• **TEXTO FORNECIDO**
De acordo com ela, software médico pode ser definido como qualquer programa ou plataforma usado em um contexto de assistência à Saúde. “Estes sistemas operacionais são poucos conhecidos, e começamos a discutir este tema de forma aprofundada há pouco tempo.” E salientou que a Anvisa vinha avaliando este tema em conjunto com outras agências regulamentadoras, estudando os benefícios e os impactos que os softwares terão na vida das pessoas, especialmente no âmbito de assistência em Saúde.
“A partir de análises realizadas nos últimos cinco anos, a Anvisa percebeu que essa realidade virtual fazia com que determinados requisitos sanitários e regulatórios fossem relevantes e possíveis de identificar para produtos físicos. Hoje, qualquer empresa tem a liberdade de desenvolver um software médico, seja para diagnóstico, prevenção, tratamento, reabilitação e/ou contracepção. Diria que qualquer algoritmo que esteja sendo desenvolvido e que vá ser utilizado no contexto de suporte à decisão clínica pode ser considerado um software”, ponderou.

• **TRECHO DA LISTAGEM**

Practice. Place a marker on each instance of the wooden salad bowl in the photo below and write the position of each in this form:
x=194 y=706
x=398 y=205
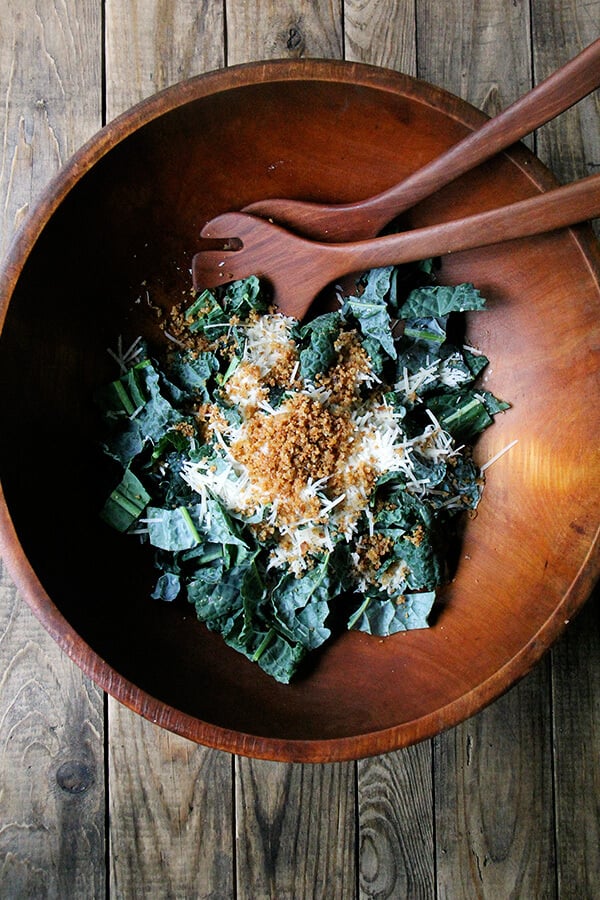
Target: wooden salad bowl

• **O QUE FAZER**
Extraia do texto sobre software médico, sem nenhuma alteração, o trecho que vai de "De acordo com" até "assistência em Saúde.".

• **RESPOSTA ESPERADA**
De acordo com ela, software médico pode ser definido como qualquer programa ou plataforma usado em um contexto de assistência à Saúde. “Estes sistemas operacionais são poucos conhecidos, e começamos a discutir este tema de forma aprofundada há pouco tempo.” E salientou que a Anvisa vinha avaliando este tema em conjunto com outras agências regulamentadoras, estudando os benefícios e os impactos que os softwares terão na vida das pessoas, especialmente no âmbito de assistência em Saúde.